INPUT MATERIAL –

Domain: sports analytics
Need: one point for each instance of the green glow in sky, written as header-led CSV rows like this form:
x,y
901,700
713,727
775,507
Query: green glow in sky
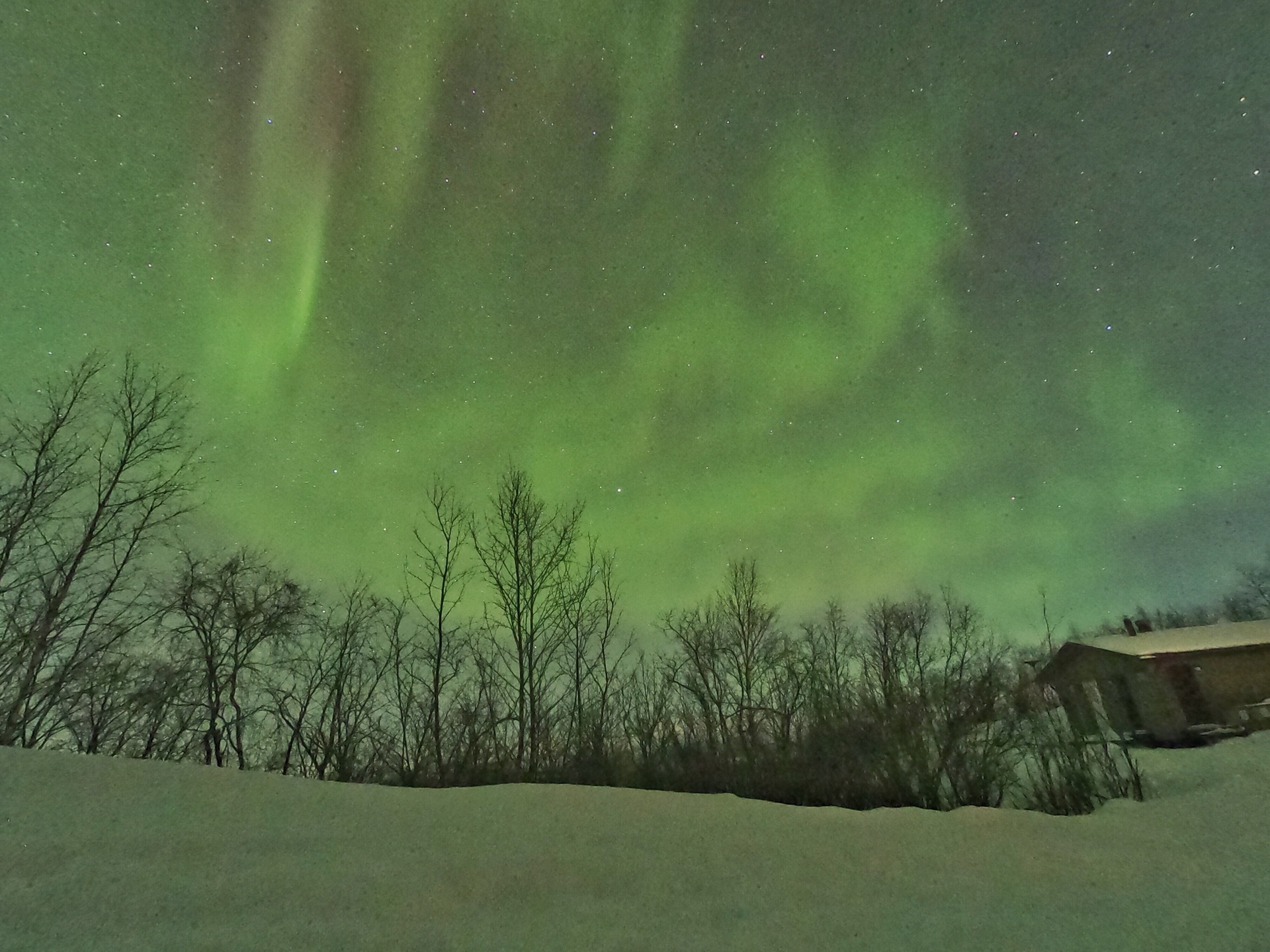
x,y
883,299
==
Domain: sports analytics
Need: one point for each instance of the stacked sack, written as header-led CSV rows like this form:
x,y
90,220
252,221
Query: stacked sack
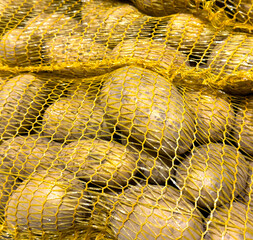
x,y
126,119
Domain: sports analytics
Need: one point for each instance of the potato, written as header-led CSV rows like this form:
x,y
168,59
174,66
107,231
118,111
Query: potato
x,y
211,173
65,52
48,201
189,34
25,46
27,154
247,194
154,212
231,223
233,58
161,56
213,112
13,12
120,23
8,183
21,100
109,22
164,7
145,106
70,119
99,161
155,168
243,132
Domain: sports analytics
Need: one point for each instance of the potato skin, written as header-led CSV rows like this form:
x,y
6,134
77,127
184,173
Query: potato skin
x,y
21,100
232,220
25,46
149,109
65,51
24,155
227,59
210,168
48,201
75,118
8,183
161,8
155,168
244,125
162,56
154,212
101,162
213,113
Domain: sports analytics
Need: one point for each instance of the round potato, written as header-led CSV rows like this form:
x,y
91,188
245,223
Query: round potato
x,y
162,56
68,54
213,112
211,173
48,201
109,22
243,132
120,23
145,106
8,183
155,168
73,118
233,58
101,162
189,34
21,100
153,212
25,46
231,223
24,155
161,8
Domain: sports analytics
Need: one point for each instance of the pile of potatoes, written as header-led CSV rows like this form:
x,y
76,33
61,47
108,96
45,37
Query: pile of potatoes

TO BE DONE –
Report each line of the rows above that contains the word "green", copied in full. Case counts, so a line matches only if its letters have the same capitalization.

RESULT –
Need: one point for each instance of the green glow in sky, written as header-led CSV rows like this form:
Query: green glow in sky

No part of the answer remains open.